━━ Passage provided ━━
The Next Frontier: Augmented Reality
The MW75 Neuro is the first step. The next logical platform for thinkables is augmented reality (AR). Today, the AR industry is facing the same challenge the personal computer did before the mouse: it lacks a killer interaction method. Current AR glasses rely on hand gestures, voice commands, or small touchpads all of which can be clunky, slow, and socially awkward.
A thinkable interface solves this. Companies are already making this a reality. AAVAA, for instance, is developing BCI systems for smart glasses that allow users to control devices with a simple blink or eye movement. This is the beginning of a hands-free, voice-free, and truly intuitive way to interact with the digital world.
Imagine a future where your AR glasses are a thinkable device:
- You see a product in a store and think about it; the information appears seamlessly in your field of view.
- You're in a noisy environment and need to answer a call; you do it with a thought, without ever reaching for your phone.
- You're a surgeon or an engineer who needs to pull up schematics; you navigate menus with your mind, keeping your hands free for critical tasks.

This is where technology is heading, a world where our devices don't just respond to our commands but anticipate our needs and understand our intent.
The transition from wearables to thinkables is not just the next phase of technology. It is the next phase of the human experience. It is a future where our technology is more personal, more accessible, and more deeply human. It is a future where we defy our limitations.
This future belongs to all of us. It is our heritage as dreamers.
2 Distraction Stroop Tasks experiment: The Stroop Effect (also known as cognitive interference) is a psychological phenomenon describing the difficulty people have naming a color when it's used to spell the name of a different color. During each trial of this experiment, we flashed the words “Red” or “Yellow” on a screen. Participants were asked to respond to the color of the words and ignore their meaning by pressing four keys on the keyboard –– “D”, “F”, “J”, and “K,” -- which were mapped to “Red,” “Green,” “Blue,” and “Yellow” colors, respectively. Trials in the Stroop task were categorized into congruent, when the text content matched the text color (e.g. Red), and incongruent, when the text content did not match the text color (e.g., Red). The incongruent case was counter-intuitive and more difficult. We expected to see lower accuracy, higher response times, and a drop in Alpha band power in incongruent trials. To mimic the chaotic distraction environment of in-person office life, we added an additional layer of complexity by floating the words on different visual backgrounds (a calm river, a roller coaster, a calm beach, and a busy marketplace). Both the behavioral and neural data we collected showed consistently different results in incongruent tasks, such as longer reaction times and lower Alpha waves, particularly when the words appeared on top of the marketplace background, the most distracting scene.
Interruption by Notification: It’s widely known that push notifications decrease focus level. In our three Interruption by Notification experiments, participants performed the Stroop Tasks, above, with and without push notifications, which consisted of a sound played at random time followed by a prompt to complete an activity. Our behavioral analysis and focus metrics showed that, on average, participants presented slower reaction times and were less accurate during blocks of time with distractions compared to those without them.
━━━
━━ Material shown ━━
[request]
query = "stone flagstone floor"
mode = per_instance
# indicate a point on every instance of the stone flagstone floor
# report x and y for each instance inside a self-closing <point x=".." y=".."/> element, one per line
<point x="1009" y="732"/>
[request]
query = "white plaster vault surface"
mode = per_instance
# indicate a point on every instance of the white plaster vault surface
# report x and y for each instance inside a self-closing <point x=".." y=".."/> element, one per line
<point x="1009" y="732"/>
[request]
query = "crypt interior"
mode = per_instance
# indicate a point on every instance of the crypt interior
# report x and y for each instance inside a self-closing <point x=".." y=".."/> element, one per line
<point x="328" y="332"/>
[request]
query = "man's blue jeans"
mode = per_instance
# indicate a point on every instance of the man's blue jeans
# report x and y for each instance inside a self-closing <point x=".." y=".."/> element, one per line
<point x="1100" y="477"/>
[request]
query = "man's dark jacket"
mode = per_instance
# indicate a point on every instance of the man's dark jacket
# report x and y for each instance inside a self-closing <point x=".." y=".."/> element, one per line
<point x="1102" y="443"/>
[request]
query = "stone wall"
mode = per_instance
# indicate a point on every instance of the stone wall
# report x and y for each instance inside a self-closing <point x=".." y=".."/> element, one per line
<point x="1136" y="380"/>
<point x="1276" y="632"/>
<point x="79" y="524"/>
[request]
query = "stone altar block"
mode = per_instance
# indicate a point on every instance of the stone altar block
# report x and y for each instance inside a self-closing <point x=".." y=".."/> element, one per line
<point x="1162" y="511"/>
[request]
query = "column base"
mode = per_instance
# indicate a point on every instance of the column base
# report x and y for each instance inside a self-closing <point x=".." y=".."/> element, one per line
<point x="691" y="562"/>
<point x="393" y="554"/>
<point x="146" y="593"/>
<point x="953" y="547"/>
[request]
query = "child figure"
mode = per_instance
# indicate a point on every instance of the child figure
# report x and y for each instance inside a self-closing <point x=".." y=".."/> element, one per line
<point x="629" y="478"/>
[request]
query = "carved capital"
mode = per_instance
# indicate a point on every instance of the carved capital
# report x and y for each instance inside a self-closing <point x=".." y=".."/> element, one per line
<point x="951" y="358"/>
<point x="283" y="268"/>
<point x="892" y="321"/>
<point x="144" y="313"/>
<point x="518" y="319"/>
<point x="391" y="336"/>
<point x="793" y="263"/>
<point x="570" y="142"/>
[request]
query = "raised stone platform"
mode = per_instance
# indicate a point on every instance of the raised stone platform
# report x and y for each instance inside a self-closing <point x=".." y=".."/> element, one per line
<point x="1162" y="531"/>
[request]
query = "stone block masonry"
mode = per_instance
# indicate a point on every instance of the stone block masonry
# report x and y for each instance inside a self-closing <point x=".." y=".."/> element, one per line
━━━
» **Exercise aim**:
Please decide whether each statement agrees with the passage about thinkable technology, answering yes or no and quoting the deciding words from the passage.
1. AAVAA is developing BCI systems for smart glasses that let users control devices by blinking or moving their eyes.
2. In the Stroop experiment, the words were floated on three different visual backgrounds.
3. In the notification experiments, participants were more accurate during blocks with distractions.
The records have no connection to the passage about thinkable technology.

» **Task response**:
1. Yes: "AAVAA, for instance, is developing BCI systems for smart glasses that allow users to control devices with a simple blink or eye movement."
2. No: "(a calm river, a roller coaster, a calm beach, and a busy marketplace)"
3. No: "were less accurate during blocks of time with distractions compared to those without them"